──────── Study material ────────

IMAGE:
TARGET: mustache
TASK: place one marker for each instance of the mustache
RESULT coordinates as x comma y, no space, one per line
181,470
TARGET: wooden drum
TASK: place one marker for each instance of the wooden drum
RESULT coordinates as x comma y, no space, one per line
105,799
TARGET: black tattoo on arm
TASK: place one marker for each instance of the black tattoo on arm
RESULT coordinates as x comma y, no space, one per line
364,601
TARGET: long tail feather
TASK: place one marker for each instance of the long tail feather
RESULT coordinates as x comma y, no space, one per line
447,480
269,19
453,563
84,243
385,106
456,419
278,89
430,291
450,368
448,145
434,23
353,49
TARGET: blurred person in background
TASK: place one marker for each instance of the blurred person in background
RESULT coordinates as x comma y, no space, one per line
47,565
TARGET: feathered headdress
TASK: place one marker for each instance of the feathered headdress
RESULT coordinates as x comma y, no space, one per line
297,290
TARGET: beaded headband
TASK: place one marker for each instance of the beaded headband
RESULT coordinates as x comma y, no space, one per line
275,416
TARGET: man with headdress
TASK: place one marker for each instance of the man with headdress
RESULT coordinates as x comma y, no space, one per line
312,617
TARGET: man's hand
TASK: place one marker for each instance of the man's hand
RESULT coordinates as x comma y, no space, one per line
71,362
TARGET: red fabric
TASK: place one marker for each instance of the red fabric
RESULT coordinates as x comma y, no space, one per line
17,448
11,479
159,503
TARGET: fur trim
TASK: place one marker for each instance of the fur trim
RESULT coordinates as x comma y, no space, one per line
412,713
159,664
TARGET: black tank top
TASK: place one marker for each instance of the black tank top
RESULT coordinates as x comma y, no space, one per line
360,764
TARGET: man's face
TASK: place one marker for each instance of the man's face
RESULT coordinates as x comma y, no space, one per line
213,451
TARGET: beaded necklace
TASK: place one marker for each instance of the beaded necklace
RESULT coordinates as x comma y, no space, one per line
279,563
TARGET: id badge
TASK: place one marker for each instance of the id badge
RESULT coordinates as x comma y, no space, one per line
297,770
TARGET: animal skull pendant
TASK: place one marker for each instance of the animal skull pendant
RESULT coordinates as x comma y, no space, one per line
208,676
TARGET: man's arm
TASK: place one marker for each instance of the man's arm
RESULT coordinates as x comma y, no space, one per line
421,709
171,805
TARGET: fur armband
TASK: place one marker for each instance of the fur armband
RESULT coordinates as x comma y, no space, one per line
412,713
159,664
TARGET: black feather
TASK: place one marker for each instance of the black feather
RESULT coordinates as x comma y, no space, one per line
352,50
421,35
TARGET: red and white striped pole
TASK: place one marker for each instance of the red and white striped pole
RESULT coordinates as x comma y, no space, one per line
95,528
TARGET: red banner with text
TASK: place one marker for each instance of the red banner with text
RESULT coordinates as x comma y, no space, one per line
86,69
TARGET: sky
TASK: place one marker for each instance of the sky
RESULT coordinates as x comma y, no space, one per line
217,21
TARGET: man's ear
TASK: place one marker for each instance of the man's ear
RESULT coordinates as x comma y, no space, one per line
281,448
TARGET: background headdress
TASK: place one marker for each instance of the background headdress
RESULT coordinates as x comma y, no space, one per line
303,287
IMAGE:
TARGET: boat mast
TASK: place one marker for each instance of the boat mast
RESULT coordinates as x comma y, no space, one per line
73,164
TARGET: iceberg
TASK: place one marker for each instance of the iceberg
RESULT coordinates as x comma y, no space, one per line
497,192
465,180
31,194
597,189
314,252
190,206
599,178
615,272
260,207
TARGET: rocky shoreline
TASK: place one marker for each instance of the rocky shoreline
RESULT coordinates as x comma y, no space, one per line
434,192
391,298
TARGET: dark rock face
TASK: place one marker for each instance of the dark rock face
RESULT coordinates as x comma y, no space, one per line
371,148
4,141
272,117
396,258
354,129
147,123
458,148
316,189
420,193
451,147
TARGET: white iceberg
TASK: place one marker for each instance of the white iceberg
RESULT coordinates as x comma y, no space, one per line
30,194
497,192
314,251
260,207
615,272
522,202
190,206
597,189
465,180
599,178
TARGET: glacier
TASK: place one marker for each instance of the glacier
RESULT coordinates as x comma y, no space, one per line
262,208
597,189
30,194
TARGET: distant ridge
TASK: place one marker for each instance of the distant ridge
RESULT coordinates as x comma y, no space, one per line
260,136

────────

Work to be completed: Every entry should be reproduced word for word.

Task result:
IMAGE:
TARGET: mustache
TASK: place one marker for each instance of the mustache
RESULT coordinates as x comma y, no space, one per line
181,470
TARGET: wooden drum
TASK: place one marker for each instance of the wooden drum
RESULT coordinates as x comma y, no space, one per line
105,799
TARGET: black tattoo on arm
TASK: place one marker for each instance of the black tattoo on arm
RESULT coordinates as x comma y, no space, one per line
364,601
TARGET: long tail feather
TASK: place one marker for each instance of the long tail feather
RESULT coordinates as x comma y, no space, one per line
447,480
269,19
453,563
84,243
385,106
456,419
278,89
430,291
450,368
448,145
434,23
353,49
TARGET: blurred person in background
TASK: place one marker for each instance of the blurred person in background
RESULT coordinates as x comma y, no space, one per line
47,565
TARGET: feathered headdress
TASK: place one marker for each instance of the feathered headdress
RESULT coordinates as x comma y, no space, one per line
297,290
TARGET: beaded headband
TASK: place one marker for each instance of the beaded headband
RESULT coordinates as x comma y, no space, one per line
275,416
TARGET: man with headdress
TASK: place one marker for each instance of the man with headdress
RESULT coordinates as x comma y, no space, one per line
312,617
TARGET: man's hand
TASK: place one marker for each instance of the man's hand
RESULT coordinates as x comma y, no space, one per line
71,362
TARGET: red fabric
TASK: place one marker for each instance of the red fabric
RESULT coordinates as x comma y, no space, one per line
17,448
11,479
159,503
TARGET: fur trim
TASK: place one marker for each instance of the fur trim
RESULT coordinates as x comma y, no space, one per line
412,713
159,664
TARGET: black tank top
TASK: place one marker for each instance of the black tank top
RESULT coordinates as x comma y, no space, one per line
360,764
TARGET: man's face
TASK: place one marker for each instance of the man's face
RESULT coordinates as x comma y, no space, one per line
213,451
TARGET: beaded necklace
TASK: place one marker for each instance of the beaded necklace
RESULT coordinates as x comma y, no space, one per line
279,563
TARGET: id badge
TASK: place one marker for each instance of the id badge
RESULT coordinates as x comma y, no space, one per line
297,770
TARGET: animal skull pendant
TASK: place one marker for each instance of the animal skull pendant
RESULT coordinates as x comma y, no space, one per line
208,676
TARGET: man's arm
TASK: place one marker for each instance of the man's arm
RESULT coordinates as x comma y, no space, one per line
421,709
171,805
TARGET: fur armband
TASK: place one marker for each instance of the fur armband
RESULT coordinates as x comma y, no space, one per line
412,713
159,664
TARGET: black feather
TASK: place one marker for each instance of the black feather
RESULT coordinates as x comma y, no space, one per line
352,50
421,35
TARGET: red and white striped pole
TASK: place one marker for each instance of the red and white striped pole
RESULT coordinates as x comma y, no space, one per line
95,528
TARGET: red banner with text
TASK: place one marker for each instance of the red banner with text
RESULT coordinates as x comma y, no space, one per line
86,69
TARGET: sky
TASK: place one marker for each instance of the sky
RESULT coordinates as x comma y, no space, one per line
217,21
TARGET: man's ear
TASK: place one marker for each instance of the man's ear
RESULT coordinates as x comma y, no space, one per line
281,448
TARGET: background headdress
TASK: place one marker for each instance of the background headdress
RESULT coordinates as x comma y, no space, one per line
303,287
IMAGE:
TARGET: boat mast
TASK: place one marker for each instance of the boat mast
RESULT coordinates as x comma y, no space, one per line
73,164
TARGET: iceberg
TASK: place one marker for each instance of the iceberg
RESULT coordinates as x comma y, no space, one per line
497,192
465,180
31,194
597,189
314,252
190,206
599,178
615,272
260,207
TARGET: rocky shoreline
TASK: place one marker for each instance of the rocky shoreline
RESULT coordinates as x comma y, no space, one per line
434,192
391,298
TARGET: dark rock face
TASK: place one marker for each instance of the dark rock face
RESULT coordinates as x comma y, no space, one per line
371,148
4,141
272,117
396,258
354,129
147,123
458,148
316,189
420,193
451,147
TARGET: white iceberg
TASK: place one marker for each instance of the white iceberg
RESULT coordinates as x comma y, no space, one per line
30,194
497,192
314,251
260,207
615,272
522,202
190,206
597,189
465,180
599,178
TARGET: glacier
TASK: place one marker for each instance of the glacier
RESULT coordinates as x comma y, no space, one per line
262,208
597,189
30,194
TARGET: distant ridge
TASK: place one marker for each instance of the distant ridge
RESULT coordinates as x comma y, no space, one per line
260,136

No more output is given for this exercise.